_To be done_
• a. In the Ohio appeals opinion, which company did the Mercer County Court of Common Pleas award back rental payments to?
• b. In the Ohio appeals opinion, switch "Civil" to "Criminal" and write out the passage between "DATE OF JUDGMENT" and "45202, For Appellant.", inclusive.
• c. Pick up the Ohio appeals opinion after its last sentence and keep writing it.

_Source extract_
· · · · ·
Court of Appeals of Ohio, Third District, Mercer County
Mar 20, 2002
Case Number 10-2001-08 (Ohio Ct. App. Mar. 20, 2002)

Opinion

Case Number 10-2001-08.

DATE OF JUDGMENT ENTRY March 20, 2002.

Civil Appeal from Common Pleas Court.

TIMOTHY B. MATTHEWS, Attorney at Law, Reg. #0002593, Daniel E. Izenson, Reg. #0047086, R. Patrick DeWine, Attorney at Law, Reg. #0064516, One East Fourth Street, 1400 Provident Tower, Cincinnati, OH 45202, For Appellant.

AMIE L. BRUGGEMAN, Attorney at Law, Reg. #0018951, Alisa Labut Wright, Reg. #0061604, 222 South Main Street, Suite 400, Akron, OH 44308, For Appellee.

THOMAS D. LAMMERS, Attorney at Law, Reg. #0010535, 113 East Market Street, P.O. Box 404, Celina, OH 45822, For Appellee.

ROBIN M. HUNZIKER, Attorney at Law, Reg. #0058603, 539 South Main Street, Findlay, OH 45840, For Appellee.


OPINION


This is an appeal from the judgment of the Mercer County Court of Common Pleas wherein the court awarded Defendant-appellee, Marathon Pipeline Company back rental payments originating from a license agreement between the predecessors of Marathon and the predecessors of Plaintiff-appellant, American Premier Underwriters.
· · · · ·
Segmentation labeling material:

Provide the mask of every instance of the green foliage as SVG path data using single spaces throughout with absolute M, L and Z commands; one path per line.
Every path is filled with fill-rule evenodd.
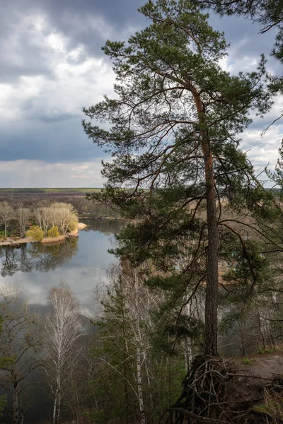
M 122 281 L 116 281 L 112 288 L 108 288 L 105 296 L 101 318 L 93 322 L 98 331 L 92 354 L 99 363 L 99 373 L 96 379 L 91 382 L 91 386 L 99 407 L 91 416 L 98 424 L 132 423 L 135 418 L 139 419 L 137 344 L 143 358 L 142 378 L 145 413 L 146 416 L 151 417 L 152 422 L 156 422 L 163 408 L 169 406 L 171 399 L 177 396 L 180 377 L 185 373 L 183 351 L 180 351 L 179 357 L 169 358 L 160 348 L 154 349 L 147 344 L 151 330 L 145 310 L 141 306 L 139 319 L 137 320 L 129 298 Z M 138 334 L 137 325 L 139 329 Z M 139 334 L 139 341 L 137 339 Z
M 54 225 L 47 231 L 47 237 L 59 237 L 60 233 L 58 231 L 58 227 L 57 225 Z
M 44 232 L 38 225 L 32 225 L 26 232 L 27 237 L 31 237 L 35 242 L 41 242 L 43 238 Z
M 78 220 L 73 220 L 68 224 L 68 230 L 69 231 L 75 231 L 78 229 Z
M 251 359 L 249 359 L 248 358 L 243 358 L 243 362 L 246 365 L 251 365 L 253 363 L 253 360 Z
M 260 37 L 270 30 L 275 35 L 271 55 L 283 63 L 283 4 L 282 0 L 194 0 L 200 7 L 212 8 L 221 16 L 224 15 L 243 16 L 249 18 L 252 23 L 260 25 Z M 241 23 L 239 23 L 239 25 Z M 283 76 L 269 75 L 270 88 L 274 93 L 283 93 Z

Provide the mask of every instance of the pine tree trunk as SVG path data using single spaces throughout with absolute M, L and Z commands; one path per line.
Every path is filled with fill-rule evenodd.
M 52 420 L 52 423 L 53 424 L 56 424 L 56 409 L 57 407 L 57 396 L 55 396 L 55 399 L 54 399 L 54 405 L 53 405 L 53 420 Z
M 215 200 L 215 182 L 212 152 L 206 129 L 205 111 L 200 94 L 192 89 L 200 126 L 204 163 L 208 247 L 207 253 L 207 292 L 205 296 L 204 355 L 216 356 L 218 332 L 218 260 L 219 235 Z
M 13 391 L 13 424 L 19 424 L 18 421 L 18 384 L 14 383 Z
M 219 236 L 215 201 L 213 159 L 209 146 L 204 146 L 207 186 L 208 247 L 207 255 L 207 292 L 205 297 L 204 355 L 217 355 L 218 257 Z

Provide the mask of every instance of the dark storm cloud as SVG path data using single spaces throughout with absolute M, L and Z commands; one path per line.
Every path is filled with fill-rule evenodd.
M 84 134 L 77 119 L 30 122 L 29 126 L 0 128 L 1 160 L 40 160 L 49 163 L 91 160 L 103 155 Z
M 47 166 L 58 163 L 99 163 L 97 158 L 103 153 L 83 131 L 81 107 L 98 101 L 103 93 L 111 95 L 111 64 L 104 57 L 101 46 L 108 38 L 127 40 L 146 25 L 144 17 L 137 11 L 144 2 L 1 0 L 0 160 L 27 160 L 21 163 L 21 170 L 25 170 L 28 175 L 25 181 L 30 181 L 28 184 L 33 185 L 35 175 L 33 161 L 44 161 Z M 259 35 L 258 25 L 236 17 L 219 19 L 211 14 L 209 21 L 215 29 L 224 31 L 231 44 L 224 64 L 227 70 L 234 73 L 254 70 L 261 53 L 270 61 L 270 69 L 279 69 L 269 57 L 274 42 L 272 32 Z M 277 155 L 281 123 L 263 139 L 260 133 L 279 111 L 277 107 L 264 120 L 255 121 L 248 134 L 242 134 L 243 148 L 254 149 L 252 155 L 258 163 L 264 160 L 260 149 L 268 143 L 270 157 Z M 2 172 L 0 185 L 17 185 L 15 181 L 21 179 L 20 171 L 15 173 L 17 163 L 11 170 L 5 168 L 11 175 Z M 54 175 L 61 172 L 66 182 L 69 168 L 63 168 L 48 169 L 52 169 Z M 87 178 L 88 187 L 91 186 L 91 172 L 95 172 L 91 166 L 88 174 L 83 173 L 83 167 L 81 171 L 74 169 L 71 185 L 79 186 L 79 179 Z M 40 178 L 43 175 L 42 171 Z M 37 185 L 52 184 L 50 177 L 47 175 L 45 183 Z

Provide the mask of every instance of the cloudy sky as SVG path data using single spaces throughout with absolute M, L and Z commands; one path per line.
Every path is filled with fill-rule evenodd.
M 81 109 L 111 95 L 114 75 L 101 51 L 145 25 L 142 0 L 0 1 L 0 187 L 101 187 L 103 152 L 82 129 Z M 274 34 L 238 18 L 210 18 L 230 42 L 222 66 L 233 73 L 268 55 Z M 270 59 L 270 70 L 278 70 Z M 280 99 L 244 134 L 253 163 L 274 168 L 283 121 Z

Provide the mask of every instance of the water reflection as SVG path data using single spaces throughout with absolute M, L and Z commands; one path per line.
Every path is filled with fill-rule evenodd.
M 52 245 L 28 243 L 0 247 L 0 284 L 20 284 L 33 303 L 47 303 L 48 292 L 61 280 L 68 283 L 86 308 L 92 308 L 93 292 L 107 281 L 106 269 L 115 261 L 108 252 L 119 221 L 88 220 L 79 239 Z
M 11 276 L 17 271 L 40 272 L 54 270 L 69 262 L 78 250 L 78 240 L 68 239 L 50 245 L 28 243 L 18 247 L 4 246 L 0 250 L 4 257 L 1 268 L 2 277 Z

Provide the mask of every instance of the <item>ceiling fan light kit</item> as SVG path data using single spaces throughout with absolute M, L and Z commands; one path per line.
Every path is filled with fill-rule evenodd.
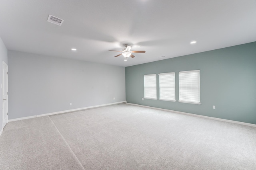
· · · · ·
_Exercise answers_
• a. Marathon Pipeline Company

• b.
DATE OF JUDGMENT ENTRY March 20, 2002.

Criminal Appeal from Common Pleas Court.

TIMOTHY B. MATTHEWS, Attorney at Law, Reg. #0002593, Daniel E. Izenson, Reg. #0047086, R. Patrick DeWine, Attorney at Law, Reg. #0064516, One East Fourth Street, 1400 Provident Tower, Cincinnati, OH 45202, For Appellant.

• c.
In 1883, William and Mary Wolf issued a deed which did "Grant, Bargain, Sell and Convey, to the * * * Cincinnati, Van Wert and Michigan Railroad Company (Railroad), its heirs, successors, and assigns forever, the following Real Estate * * * being a strip of land sixty-six (66) feet in width," upon which the Railroad Company subsequently laid tracks. The grant was titled "Deed for Right of Way," and the Wolfs continued to own and occupy the land on either side of this strip of land. In 1887, the Wolfs sold their entire tract of land to James Morrow. However, the deed issued to the Morrows did not mention the previous grant to railroad. In 1949, Morrow's successor and wife, Della Morrow, granted a pipeline right of way to the Ohio Oil Company (Ohio Oil) under portions of the Morrow's land which purported to include a right of way beneath the railroad tracks. In 1951, Railroad entered into an agreement with Ohio Oil whereby Railroad "license[d] and permit[ed], but without warranty, [Ohio Oil] to place, maintain and use a twenty-two (22) inch crude oil pipe line upon and across the property and underneath the tracks of [Railroad]."

The interest in this land has had many owners between 1883 and the 1994. However, for clarity, we will refer to the owner as Railroad during this time period.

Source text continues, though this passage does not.